=== Problem statement ===
Reproduce the lines below, substituting "Category" for each occurrence of "Domain" and leaving everything else untouched.

Pointing lines
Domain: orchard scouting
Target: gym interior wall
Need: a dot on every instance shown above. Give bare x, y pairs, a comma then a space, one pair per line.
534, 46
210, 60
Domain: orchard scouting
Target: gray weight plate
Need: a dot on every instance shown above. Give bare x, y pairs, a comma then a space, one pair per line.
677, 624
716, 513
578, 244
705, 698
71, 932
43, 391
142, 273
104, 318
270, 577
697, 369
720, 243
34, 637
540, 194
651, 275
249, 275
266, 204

=== Solution to the problem ===
Category: orchard scouting
Target: gym interior wall
Need: a dot on every instance shown above. Give bare x, y pairs, a comma then a space, one pair per line.
534, 46
210, 60
Category: orchard scouting
Target: gray weight plate
Need: a dot on every instance shown above. Give bare x, y pairs, a comma then a space, one pair per line.
677, 624
716, 513
578, 244
705, 698
71, 932
43, 391
142, 273
104, 318
270, 577
697, 369
720, 243
34, 637
540, 194
651, 275
249, 275
266, 204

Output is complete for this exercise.